**** Provided data

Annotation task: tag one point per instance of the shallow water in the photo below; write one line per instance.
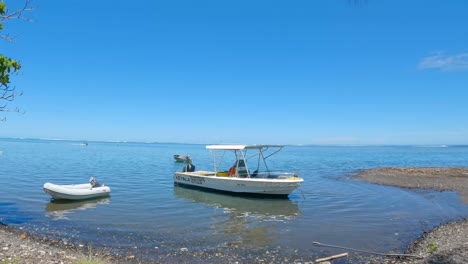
(148, 217)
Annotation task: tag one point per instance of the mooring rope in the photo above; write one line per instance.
(369, 252)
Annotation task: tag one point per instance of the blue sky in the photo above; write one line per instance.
(256, 72)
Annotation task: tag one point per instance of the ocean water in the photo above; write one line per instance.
(148, 217)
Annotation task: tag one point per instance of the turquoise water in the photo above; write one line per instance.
(148, 217)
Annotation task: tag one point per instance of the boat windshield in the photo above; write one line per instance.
(246, 161)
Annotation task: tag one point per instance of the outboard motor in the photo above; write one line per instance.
(93, 182)
(189, 168)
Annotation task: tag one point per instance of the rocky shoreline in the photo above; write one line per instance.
(447, 243)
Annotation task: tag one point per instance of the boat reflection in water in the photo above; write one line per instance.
(59, 209)
(244, 220)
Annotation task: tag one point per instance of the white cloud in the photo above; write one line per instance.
(457, 62)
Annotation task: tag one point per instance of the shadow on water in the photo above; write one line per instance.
(243, 221)
(11, 214)
(59, 209)
(263, 207)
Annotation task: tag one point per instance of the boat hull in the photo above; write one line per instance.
(250, 186)
(75, 191)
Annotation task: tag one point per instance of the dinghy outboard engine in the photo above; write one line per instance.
(189, 168)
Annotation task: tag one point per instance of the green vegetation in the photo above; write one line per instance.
(8, 65)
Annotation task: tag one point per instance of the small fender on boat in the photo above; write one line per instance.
(232, 171)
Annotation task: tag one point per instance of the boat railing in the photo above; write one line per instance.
(273, 174)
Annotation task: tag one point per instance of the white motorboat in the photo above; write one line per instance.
(183, 158)
(250, 173)
(77, 191)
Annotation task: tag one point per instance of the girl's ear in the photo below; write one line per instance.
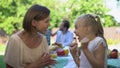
(33, 23)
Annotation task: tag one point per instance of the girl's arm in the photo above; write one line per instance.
(75, 54)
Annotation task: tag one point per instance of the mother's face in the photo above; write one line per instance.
(79, 31)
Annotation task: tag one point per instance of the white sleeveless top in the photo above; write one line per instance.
(84, 63)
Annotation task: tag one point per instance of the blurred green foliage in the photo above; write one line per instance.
(12, 11)
(111, 41)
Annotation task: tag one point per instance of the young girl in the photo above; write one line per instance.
(93, 50)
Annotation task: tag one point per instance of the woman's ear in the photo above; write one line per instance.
(33, 23)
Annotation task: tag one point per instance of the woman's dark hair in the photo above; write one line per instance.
(66, 24)
(35, 12)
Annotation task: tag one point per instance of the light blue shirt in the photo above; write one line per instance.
(65, 39)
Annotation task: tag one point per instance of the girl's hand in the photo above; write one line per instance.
(84, 43)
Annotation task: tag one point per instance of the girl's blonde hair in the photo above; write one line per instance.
(93, 21)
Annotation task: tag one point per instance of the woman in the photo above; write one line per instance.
(28, 48)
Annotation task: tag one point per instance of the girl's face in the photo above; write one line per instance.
(42, 25)
(80, 30)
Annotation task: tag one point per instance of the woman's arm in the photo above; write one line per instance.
(44, 60)
(97, 58)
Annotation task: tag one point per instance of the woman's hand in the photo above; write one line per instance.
(46, 59)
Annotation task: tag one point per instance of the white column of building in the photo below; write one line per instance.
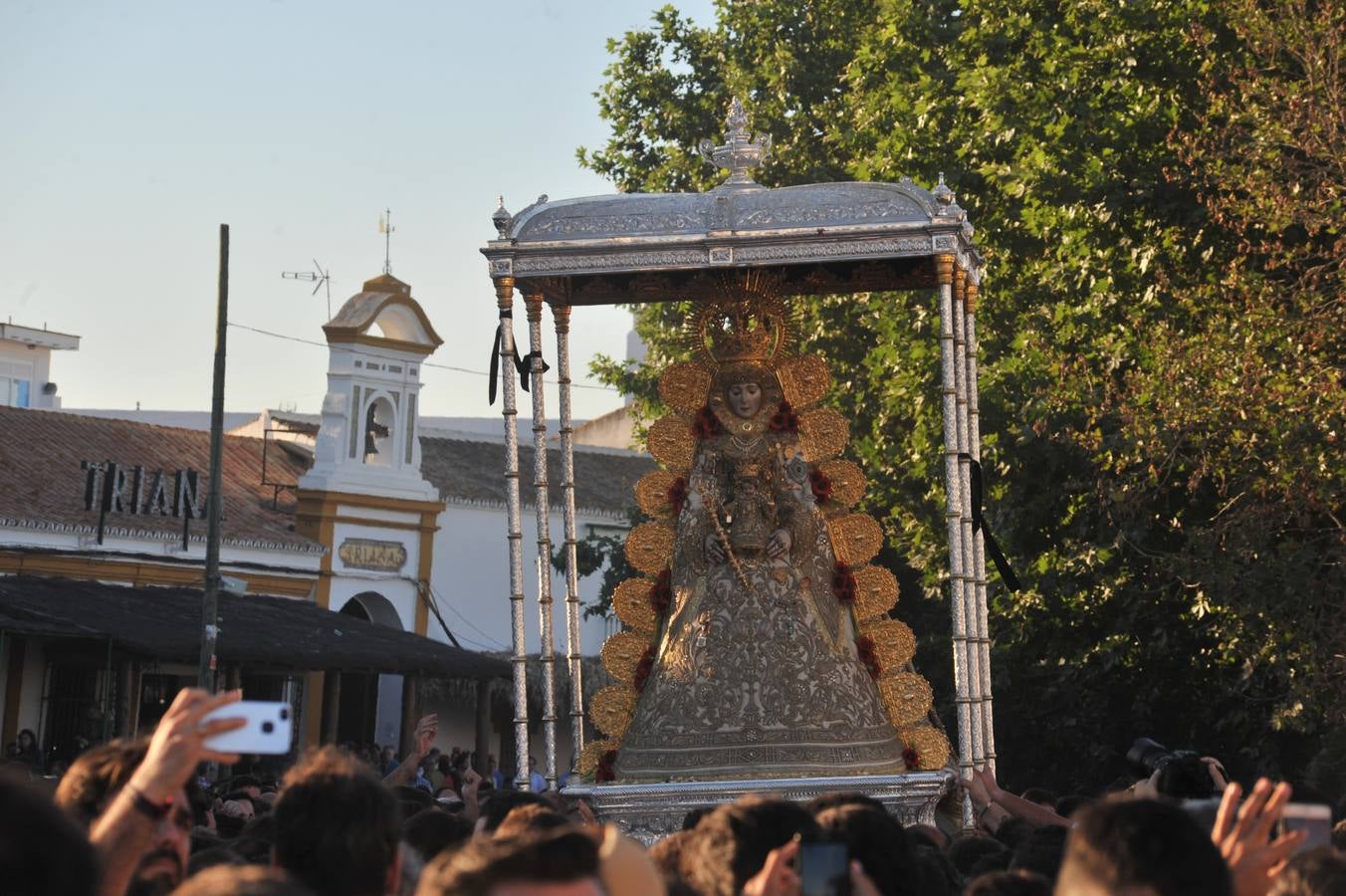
(505, 302)
(953, 517)
(544, 536)
(573, 650)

********

■ **Work order**
Each record above should come back exactly the same, only without its pictures.

■ **Answer for this exercise**
Annotation task: tag one point per instance of the shallow water in the photo below; write one line per instance.
(148, 217)
Annotation task: tag one point per instance of the mooring rope in the photo above; write one line per instance.
(369, 252)
Annotation task: tag one point per instance of the blue sky in the photo above; write one line per instance.
(256, 72)
Annotation task: tag one point per instance of the ocean water in the photo above; write one line per instance.
(148, 217)
Annotation task: tag one point per instance of the turquoise water in the photo above; write one line per instance.
(148, 217)
Annotation task: tag one point per instance of the boat windshield in the photo above; write one line per instance.
(246, 161)
Annotation task: tag one point per instance of the outboard motor in the photo above; write one line per instance.
(93, 182)
(189, 168)
Annotation task: tag one point per instance of the rocky shoreline in the photo above; write one line per instance.
(447, 243)
Annotation task: tag one point per instance of the boat reflection in water in the photo above; write one line per instance.
(59, 209)
(244, 220)
Annotation task: tag one point per instance of the white cloud in the photo above; write one line per instance.
(457, 62)
Annotation task: tag one point per instance of the shadow on water in the photo above; write one line per instance.
(243, 221)
(11, 214)
(59, 209)
(263, 207)
Annotation task: tag one point per instance of the boat hull in the photo above; write one line per instance.
(250, 186)
(75, 191)
Annotation task: tag one point per instance of the dinghy outboard engine in the photo above; write one line per instance.
(189, 168)
Annotation task: tag one point per instance of the green vegetation in the photo above; write one line per instance.
(8, 65)
Annotation task: tag one point per instance of the small fender on boat in the photo above; write one line per instance.
(232, 171)
Annotation task: tag one point per instance of the boat railing in the photo above; write one line per instance.
(273, 174)
Annotation task: tag one point per instance of the white motorboat in the photo above; write one line per instance.
(183, 158)
(250, 173)
(77, 191)
Annotation task: tag one point per instance of the girl's ear in the photo below; write one line per instance.
(33, 23)
Annotation task: tag one point per instance of the girl's arm in the photo above; write one line per instance.
(75, 54)
Annotation task: tag one point per instance of the mother's face in the photo above; write one line per instance.
(79, 31)
Annotation task: tag one point per instance of the white sleeveless top in the photo above; write one line per instance.
(84, 63)
Annotation task: tag one point per instance of the blurred green foliage in the photo above; write one line per instance.
(12, 11)
(111, 41)
Annotation task: tag one point per instance of the young girl in the photo above; write one line per instance.
(93, 50)
Annotation task: tag one point per instance of the woman's ear in the photo above; write one line per instance.
(33, 23)
Annotation task: tag one point per instance of the woman's dark hair in the photo above; write one line per instance.
(66, 24)
(35, 12)
Annotation task: tag one point per instance of the light blue shirt in the photo above; write one line per instance.
(65, 39)
Annotation task: tag one point per instance of the girl's hand in the photo above; write one line per instance.
(84, 43)
Annotation task: tag one point per instance of the girl's blonde hair in the photo above; write one line per instance.
(93, 21)
Annotation task: tag one point per instance of the woman in the photo above; write one line per instance.
(28, 48)
Annotation task: tag one point per instance of the girl's face in the photo above; write one line per instance.
(42, 25)
(80, 30)
Annotation task: tag one point per instance of the woman's arm in the photo above; write one line per instance.
(44, 60)
(97, 58)
Annotation task: tag one point per instance of the woman's hand in the photo above; write one line per instance.
(46, 59)
Annotation task: tag one point per instance of the white column of building in the photo below; write one line per instance.
(505, 302)
(953, 517)
(544, 536)
(573, 650)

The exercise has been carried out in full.